[Task instructions]
1. Pull out the part of the mad-cow article from "Ottawa emphasizes BSE" to "happen to you.", word for word.
2. According to the mad-cow article, who chairs the federal government's new cabinet committee on security, public health and emergencies?

BEGIN Extracted text

Just to clarify why Canadians have all manner of sympathy for American cattle producers -- but not much for US government agencies.
This story is in today's Globe & Mail.
Ottawa emphasizes BSE expertise
By DREW FAGAN
OTTAWA BUREAU CHIEF
Canadian officials took a simple message to Washington as they sought to reopen the border after the discovery of a single case of mad-cow disease on an Alberta farm last May: If it could happen to us, they said, it could happen to you.
And now it has.
The announcement by U.S. Agriculture Secretary Ann Veneman yesterday that a preliminary test on a single cow in Washington state has come back positive for bovine spongiform encephalopathy sent Canadian officials scrambling last night to decide how to react.
The federal government's newly formed cabinet committee on security, public health and emergencies -- chaired by Deputy Prime Minister Anne McLellan -- held a conference call into the evening involving its 11 members. Agriculture Minister Bob Speller was one of the first people to speak to Ms. Veneman after she dropped her bombshell and emphasized her continued confidence in the safety of the U.S. beef supply.
The message to Washington now, though, is hardly "I told you so."

END Extracted text
BEGIN Records

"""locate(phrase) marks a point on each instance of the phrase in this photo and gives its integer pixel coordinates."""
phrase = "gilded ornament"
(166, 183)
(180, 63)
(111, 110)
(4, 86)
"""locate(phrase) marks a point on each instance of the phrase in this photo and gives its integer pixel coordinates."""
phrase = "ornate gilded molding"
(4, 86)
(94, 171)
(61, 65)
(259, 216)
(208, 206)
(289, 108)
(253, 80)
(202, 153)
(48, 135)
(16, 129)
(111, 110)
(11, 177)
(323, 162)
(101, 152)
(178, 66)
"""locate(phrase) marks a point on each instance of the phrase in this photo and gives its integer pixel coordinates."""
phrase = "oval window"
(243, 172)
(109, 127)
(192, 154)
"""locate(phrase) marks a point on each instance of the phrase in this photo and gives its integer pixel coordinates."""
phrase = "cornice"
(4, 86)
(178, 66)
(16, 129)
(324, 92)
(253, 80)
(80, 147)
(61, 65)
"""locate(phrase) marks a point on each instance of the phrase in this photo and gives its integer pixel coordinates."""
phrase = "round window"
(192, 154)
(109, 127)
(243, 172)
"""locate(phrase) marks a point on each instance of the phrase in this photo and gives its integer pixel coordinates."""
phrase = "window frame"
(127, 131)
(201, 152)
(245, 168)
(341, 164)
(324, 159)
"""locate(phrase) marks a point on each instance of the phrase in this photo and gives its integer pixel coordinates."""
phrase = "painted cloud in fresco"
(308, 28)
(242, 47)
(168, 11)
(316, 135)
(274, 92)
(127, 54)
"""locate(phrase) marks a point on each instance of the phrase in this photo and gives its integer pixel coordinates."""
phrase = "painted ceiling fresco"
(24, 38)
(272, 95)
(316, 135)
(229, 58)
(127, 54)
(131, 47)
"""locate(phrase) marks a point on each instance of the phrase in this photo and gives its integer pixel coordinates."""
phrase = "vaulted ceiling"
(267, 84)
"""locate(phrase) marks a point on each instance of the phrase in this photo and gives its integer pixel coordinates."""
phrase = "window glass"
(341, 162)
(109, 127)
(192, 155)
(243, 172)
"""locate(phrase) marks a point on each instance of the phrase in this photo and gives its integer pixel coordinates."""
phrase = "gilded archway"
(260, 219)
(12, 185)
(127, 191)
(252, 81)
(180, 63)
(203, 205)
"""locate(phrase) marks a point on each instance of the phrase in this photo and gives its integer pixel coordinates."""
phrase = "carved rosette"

END Records

[Answer list]
1.
Ottawa emphasizes BSE expertise
By DREW FAGAN
OTTAWA BUREAU CHIEF
Canadian officials took a simple message to Washington as they sought to reopen the border after the discovery of a single case of mad-cow disease on an Alberta farm last May: If it could happen to us, they said, it could happen to you.

2. Deputy Prime Minister Anne McLellan.